===== SELECTED TEXT

Be Prepared for Change
As of September, some teachers have been working full time in a classroom, some are working from home and still others are doing a mix of both. All of those scenarios come with positives and negatives. Even though some of us would prefer to teach or learn in person, it does not mean that this is possible right now. We need to adapt and become “responsive to change.” COVID-19 is here for the foreseeable future, and to protect one another we have to understand that some changes are necessary for the common good. My son’s school is doing a fantastic job of protecting staff and students within a hybrid model, but this week they are back to online learning due to a COVID case which has put too many staff in quarantine to offer in person learning. Staff and students have to adapt to an evolving situation and learn to be prepared for a variety of scenarios.
I was extremely disappointed when I found out all my classes would be online. I did not want to teach remotely. I like socializing with my colleagues and I like the down time with my students. I enjoy our greetings, our chit chat throughout our lessons, and that is something that is now missing. I am still struggling to create some atmosphere in my classes. I should mention that I teach English as an additional language and for anyone who has taught or learned a language, working remotely can present specific challenges in terms of sound quality and the possibility of missing sounds or words. Although this can happen in all online teaching, missing words or making mistakes needs be corrected promptly before errors are ingrained. With that being said, working online is certainly efficient and streamlined. There isn’t the downtime, so there is actually more time for learning, which is a positive.
Online learning is not new and there have certainly been a lot of studies dedicated to researching the efficacy of remote learning.
Neuhauser (2010): Online learning is as effective as face-to-face learning
Johnson, Aragon, & Shaik (2000): Online learning is as effective as face-to-face learning for graduate students
The majority of the studies have concluded that online learning is as effective as in person learning, but it can depend on what aspect you are looking at. For example, online learning is less expensive than in person learning, but there are upkeep costs to consider, which can add up in ways not always anticipated. (Strother (2002)
Just because online learning is effective and usually less expensive, doesn’t mean it is ideal for everyone. Some students definitely do better with in person learning, as the physical act of walking into the school indicates it is time for work, where some people have a harder time switching to learning mode in their homes. There are always other distractions such as gaming, eating, texting and napping to name a few.
I have been seeking out articles to help me better engage with my students. Here is one such article from Edutopia: 5 Research-Backed Tips to Improve Your Online Teaching Presence
Thinking back to the Darwin quote, our reality has changed. My goal, like many other people is to rise to this challenge. We need to find new ways to connect, to communicate and build relationships and communities, despite our physical separation.

==========

*TASK DIRECTIONS*:
Please rewrite the passage on being prepared for change, beginning at the words "Neuhauser (2010): Online" and stopping after "anticipated. (Strother (2002)". Swap "face-to-face" for "in-person" wherever it occurs.

===== DATASET EXCERPTS

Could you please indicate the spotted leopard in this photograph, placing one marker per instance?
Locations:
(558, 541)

==========
===== DATASET EXCERPTS

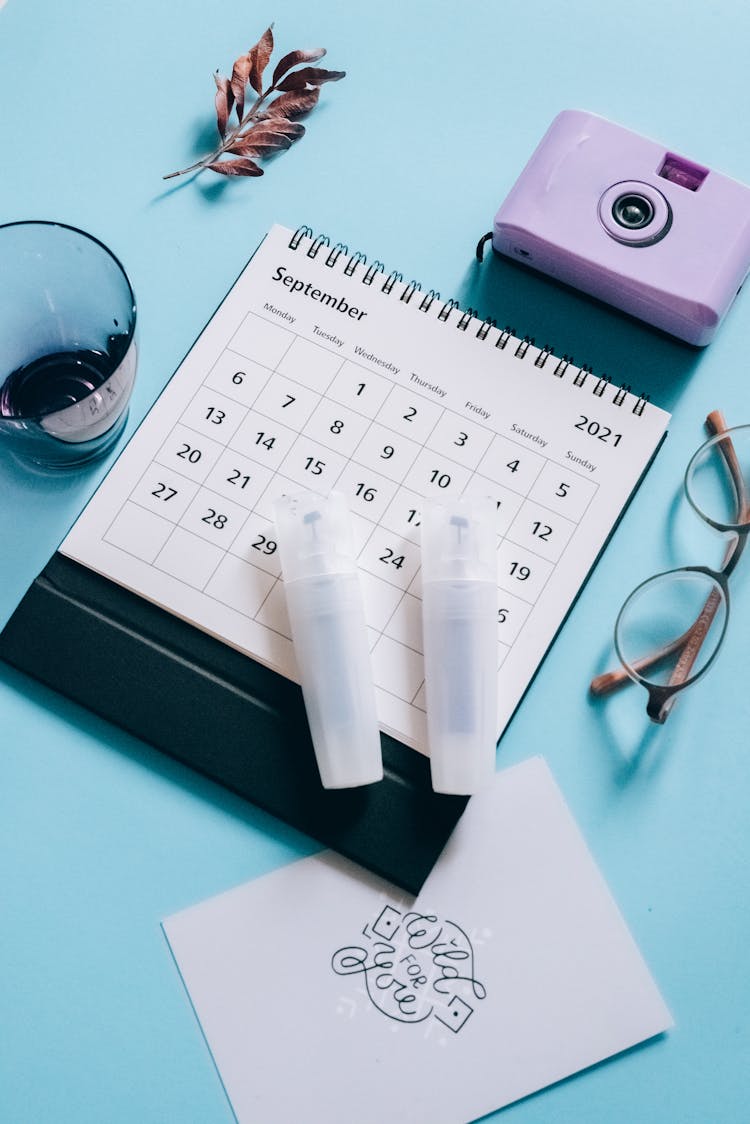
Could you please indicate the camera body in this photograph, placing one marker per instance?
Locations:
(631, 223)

==========
===== DATASET EXCERPTS

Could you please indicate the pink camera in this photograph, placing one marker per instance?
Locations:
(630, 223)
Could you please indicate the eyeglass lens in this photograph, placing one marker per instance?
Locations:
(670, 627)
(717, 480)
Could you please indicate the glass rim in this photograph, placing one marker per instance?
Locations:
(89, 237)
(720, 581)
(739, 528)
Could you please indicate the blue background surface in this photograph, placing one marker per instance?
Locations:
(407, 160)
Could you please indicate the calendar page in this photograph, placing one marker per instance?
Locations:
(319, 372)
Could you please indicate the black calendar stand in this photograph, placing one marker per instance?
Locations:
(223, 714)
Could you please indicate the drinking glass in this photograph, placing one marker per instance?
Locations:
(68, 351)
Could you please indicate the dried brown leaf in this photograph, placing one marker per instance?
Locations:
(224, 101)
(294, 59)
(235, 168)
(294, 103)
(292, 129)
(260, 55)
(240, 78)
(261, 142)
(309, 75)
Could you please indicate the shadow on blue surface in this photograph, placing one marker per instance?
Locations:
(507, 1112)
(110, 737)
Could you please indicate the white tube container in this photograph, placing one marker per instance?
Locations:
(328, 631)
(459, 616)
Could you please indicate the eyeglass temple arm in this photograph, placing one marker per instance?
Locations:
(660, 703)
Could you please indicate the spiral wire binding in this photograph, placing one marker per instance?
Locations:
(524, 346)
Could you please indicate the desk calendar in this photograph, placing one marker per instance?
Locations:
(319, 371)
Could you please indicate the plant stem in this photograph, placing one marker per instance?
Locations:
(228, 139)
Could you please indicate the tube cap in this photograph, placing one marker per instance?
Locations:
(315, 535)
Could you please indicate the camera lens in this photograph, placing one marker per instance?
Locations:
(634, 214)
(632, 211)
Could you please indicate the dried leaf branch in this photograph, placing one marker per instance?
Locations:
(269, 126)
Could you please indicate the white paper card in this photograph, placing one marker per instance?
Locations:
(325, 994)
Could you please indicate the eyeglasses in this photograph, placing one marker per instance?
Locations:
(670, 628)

==========

*ANSWER SECTION*:
Neuhauser (2010): Online learning is as effective as in-person learning
Johnson, Aragon, & Shaik (2000): Online learning is as effective as in-person learning for graduate students
The majority of the studies have concluded that online learning is as effective as in person learning, but it can depend on what aspect you are looking at. For example, online learning is less expensive than in person learning, but there are upkeep costs to consider, which can add up in ways not always anticipated. (Strother (2002)